WHAT YOU ARE ASKED TO DO -
Retype the material word for word.

---------- DATA ROWS

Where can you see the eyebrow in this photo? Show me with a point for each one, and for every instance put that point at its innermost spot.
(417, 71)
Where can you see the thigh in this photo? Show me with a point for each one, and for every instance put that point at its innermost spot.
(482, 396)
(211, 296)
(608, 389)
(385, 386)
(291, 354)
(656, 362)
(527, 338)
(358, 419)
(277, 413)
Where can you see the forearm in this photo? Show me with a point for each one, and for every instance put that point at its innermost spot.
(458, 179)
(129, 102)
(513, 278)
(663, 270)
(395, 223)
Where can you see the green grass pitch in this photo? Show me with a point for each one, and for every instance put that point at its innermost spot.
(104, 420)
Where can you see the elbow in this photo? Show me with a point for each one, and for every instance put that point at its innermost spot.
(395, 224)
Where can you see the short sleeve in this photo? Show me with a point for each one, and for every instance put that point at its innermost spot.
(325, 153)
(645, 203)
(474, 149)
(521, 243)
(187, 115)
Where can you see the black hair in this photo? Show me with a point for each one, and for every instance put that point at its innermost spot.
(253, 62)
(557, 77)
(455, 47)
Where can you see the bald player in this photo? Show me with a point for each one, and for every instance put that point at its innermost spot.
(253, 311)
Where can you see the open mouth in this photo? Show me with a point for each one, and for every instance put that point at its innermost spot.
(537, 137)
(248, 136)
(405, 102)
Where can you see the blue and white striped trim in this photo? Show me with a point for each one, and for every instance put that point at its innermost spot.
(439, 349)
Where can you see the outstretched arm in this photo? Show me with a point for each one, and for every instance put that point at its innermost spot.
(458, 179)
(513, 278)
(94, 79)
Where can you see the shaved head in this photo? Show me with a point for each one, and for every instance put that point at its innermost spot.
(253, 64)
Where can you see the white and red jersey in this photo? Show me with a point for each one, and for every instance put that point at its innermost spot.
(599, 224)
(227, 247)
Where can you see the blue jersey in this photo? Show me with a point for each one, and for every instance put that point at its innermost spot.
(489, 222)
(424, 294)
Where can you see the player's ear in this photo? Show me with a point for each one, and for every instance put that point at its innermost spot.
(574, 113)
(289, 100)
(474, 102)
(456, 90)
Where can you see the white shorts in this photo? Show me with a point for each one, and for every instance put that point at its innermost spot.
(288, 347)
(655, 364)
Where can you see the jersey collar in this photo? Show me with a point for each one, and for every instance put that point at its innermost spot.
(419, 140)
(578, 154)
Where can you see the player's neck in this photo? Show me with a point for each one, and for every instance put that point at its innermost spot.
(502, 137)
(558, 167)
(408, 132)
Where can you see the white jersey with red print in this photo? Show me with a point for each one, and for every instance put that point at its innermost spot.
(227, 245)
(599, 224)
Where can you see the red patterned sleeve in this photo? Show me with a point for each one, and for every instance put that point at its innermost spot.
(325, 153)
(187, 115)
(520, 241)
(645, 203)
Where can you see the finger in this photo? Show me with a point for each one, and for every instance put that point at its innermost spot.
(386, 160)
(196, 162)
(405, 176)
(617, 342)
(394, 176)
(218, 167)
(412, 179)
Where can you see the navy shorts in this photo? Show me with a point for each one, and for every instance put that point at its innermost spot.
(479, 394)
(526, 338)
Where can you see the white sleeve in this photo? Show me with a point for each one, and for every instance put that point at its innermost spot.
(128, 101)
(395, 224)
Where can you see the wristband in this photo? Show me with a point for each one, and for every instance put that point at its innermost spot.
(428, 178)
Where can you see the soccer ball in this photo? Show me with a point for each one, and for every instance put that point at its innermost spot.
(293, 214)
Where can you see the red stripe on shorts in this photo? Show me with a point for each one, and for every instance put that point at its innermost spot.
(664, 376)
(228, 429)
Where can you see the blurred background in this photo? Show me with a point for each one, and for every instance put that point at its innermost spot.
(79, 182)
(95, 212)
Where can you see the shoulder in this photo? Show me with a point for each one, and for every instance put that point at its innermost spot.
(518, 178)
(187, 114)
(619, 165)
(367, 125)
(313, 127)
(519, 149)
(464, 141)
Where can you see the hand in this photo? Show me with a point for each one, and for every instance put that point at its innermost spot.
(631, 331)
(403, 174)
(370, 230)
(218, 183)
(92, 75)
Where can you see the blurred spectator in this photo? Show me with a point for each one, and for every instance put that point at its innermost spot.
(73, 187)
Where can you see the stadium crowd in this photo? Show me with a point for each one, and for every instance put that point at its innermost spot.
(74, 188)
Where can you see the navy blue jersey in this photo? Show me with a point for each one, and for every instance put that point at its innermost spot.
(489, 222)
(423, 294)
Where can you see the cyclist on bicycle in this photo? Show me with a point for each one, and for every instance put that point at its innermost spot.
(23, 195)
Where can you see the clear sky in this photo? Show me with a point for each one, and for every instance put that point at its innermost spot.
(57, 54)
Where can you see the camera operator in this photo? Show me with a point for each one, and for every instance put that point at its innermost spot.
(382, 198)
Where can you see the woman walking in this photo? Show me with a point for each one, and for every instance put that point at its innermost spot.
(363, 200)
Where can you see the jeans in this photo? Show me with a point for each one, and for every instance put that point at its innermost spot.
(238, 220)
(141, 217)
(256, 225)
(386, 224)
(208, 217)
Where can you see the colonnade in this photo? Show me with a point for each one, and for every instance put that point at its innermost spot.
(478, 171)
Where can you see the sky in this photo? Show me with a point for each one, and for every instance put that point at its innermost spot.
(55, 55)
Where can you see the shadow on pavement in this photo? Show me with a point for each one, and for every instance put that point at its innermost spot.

--------------------

SOLUTION TO THE EXERCISE -
Where can you see the eyebrow in this photo? Show me with a point for each one, and for every instance put that point at its innermost spot.
(417, 71)
Where can you see the thigh in this photo? Show me with a point for each one, and for every instance put that point at its innermost spot.
(482, 396)
(211, 296)
(608, 389)
(385, 386)
(291, 354)
(656, 362)
(527, 338)
(358, 419)
(277, 413)
Where can you see the forearm in this photo? Show me with a point for each one, and for every instance put that point at its innermost spot.
(458, 179)
(129, 102)
(513, 278)
(663, 270)
(395, 223)
Where can you see the green grass pitch in this photo? Show me with a point for each one, and for every instance put that point at its innermost spot.
(104, 420)
Where can you see the elbow in this photo? Show me with a point for each one, and for every instance put that point at its innermost spot.
(395, 224)
Where can you see the short sleeve in this photo? Show me with a point for each one, and for every instance put that point at its innermost spot.
(325, 153)
(645, 203)
(474, 149)
(521, 243)
(187, 115)
Where can you see the black hair in this photo? Show me with a point for each one, and for every instance put that point at its innermost spot.
(253, 62)
(557, 77)
(455, 47)
Where can you see the bald player in this photo? Show me with a point for each one, and for every instance put that point at its innermost spot.
(253, 311)
Where can you see the open mouth in this photo? Show me with a point for each one, and for every instance put that point at its innermost spot.
(537, 137)
(248, 136)
(405, 102)
Where can you see the blue and white striped trim in this photo? Show me with a point for each one, and for every instance put that point at its innermost spot.
(439, 349)
Where can you see the outstretched arm in this photo? Show me with a point for each one, and for every instance put that point at its innermost spot.
(458, 179)
(513, 278)
(94, 79)
Where can you see the shaved head in this photo? Show me with a point for each one, and for every instance put that point at its innermost spot.
(253, 64)
Where can you see the white and red jersey in this photo? Show me with a point for each one, and for every instance put that point at its innermost spot.
(599, 224)
(227, 247)
Where can you see the blue jersey in this photo? Show me with a point for each one, and for every instance put that point at its innermost spot.
(489, 222)
(424, 294)
Where can you see the player's ear in this photo? Show me with a point for each one, and for every instance put that point at its innermost spot.
(574, 113)
(289, 100)
(474, 102)
(456, 90)
Where can you see the white shorts in this photo? Show me with a point for each one, and for every instance put that point at its innermost spot.
(288, 347)
(655, 364)
Where can you see the jersey collar in this photo? Show me with a point for each one, and for every instance put that point at its innermost spot.
(419, 140)
(578, 154)
Where can you see the player's neck in this photo? Show me with a point for each one, and for every instance put that point at its innermost spot.
(502, 137)
(558, 167)
(408, 132)
Where can you see the white jersey with red print in this photo? Show me with a point for each one, and for every instance put that point at its innermost spot.
(227, 245)
(599, 224)
Where can you see the red patterned sleeve in this photo? Show me with a point for each one, and for every instance put that point at its innermost spot.
(325, 153)
(187, 115)
(520, 241)
(645, 203)
Where can you see the finger in this photo? Show me with a point for each one, and for every instance put that point at its innermost spot.
(386, 160)
(196, 162)
(405, 176)
(617, 342)
(394, 176)
(218, 167)
(412, 179)
Where can you see the navy shorts in this photo? Show me with a point for each one, and for every instance put that point at its innermost spot.
(479, 394)
(526, 338)
Where can you see the white sleeve in this photo? Show me with a point for each one, and for every instance put that point at its innermost spot.
(128, 101)
(395, 224)
Where can you see the wristband in this photo? Show me with a point for each one, and for every instance put that point at its innermost spot.
(428, 178)
Where can you see the soccer ball in this photo? Show me with a point for each one, and for every instance put that point at its innermost spot.
(293, 214)
Where can you see the red stripe on shorts in this photo? Show me with a point for each one, and for every instance put that point at its innermost spot.
(664, 376)
(228, 429)
Where can you see the blurred background in this photo? Show me with a point for each one, and for every instance put that point at its innermost spot.
(79, 182)
(95, 212)
Where can you see the shoulder in this photo? Show me with a point for each one, and for every instance put that point at its innermost spot.
(518, 178)
(187, 114)
(619, 165)
(367, 125)
(313, 127)
(519, 149)
(464, 141)
Where can you see the hand in this photo? Show me with a point for each one, and for every instance put that point at its innermost spot.
(631, 331)
(403, 174)
(370, 230)
(218, 183)
(92, 75)
Where can you see the blurred spectator in this photo? Show me with a point for each one, and for every instance put that point at its innermost spot.
(73, 187)
Where can you see the stadium crowd in this photo? Show me with a point for each one, and for every instance put that point at its innermost spot.
(74, 188)
Where can you see the navy blue jersey in this photo? Show me with a point for each one, and for every instance put that point at its innermost spot.
(489, 222)
(423, 294)
Where can you see the cyclist on bicycle in this photo? Show me with a point for each one, and for every instance put that point at its innermost spot.
(23, 195)
Where can you see the clear sky in this photo? Show me with a point for each one, and for every instance put that point at its innermost spot.
(57, 54)
Where can you see the camera operator in this photo? Show me with a point for each one, and for every instance put that point at its innermost spot.
(382, 198)
Where can you see the woman walking in this photo? Show me with a point for each one, and for every instance put that point at its innermost spot.
(363, 200)
Where can you see the jeans in this photo? Show me with a point for each one, and for every instance put that point at its innermost spot.
(238, 220)
(141, 217)
(256, 225)
(386, 224)
(208, 217)
Where can you see the colonnade in this photo? Show me with a point for each one, and for every instance put that point at its innermost spot.
(478, 171)
Where can you see the sky in this photo? Show me with a point for each one, and for every instance put that point at its innermost spot.
(55, 55)
Where can you see the shadow on pavement in this photo? Show me with a point for each one, and for every instance put that point at its innermost spot.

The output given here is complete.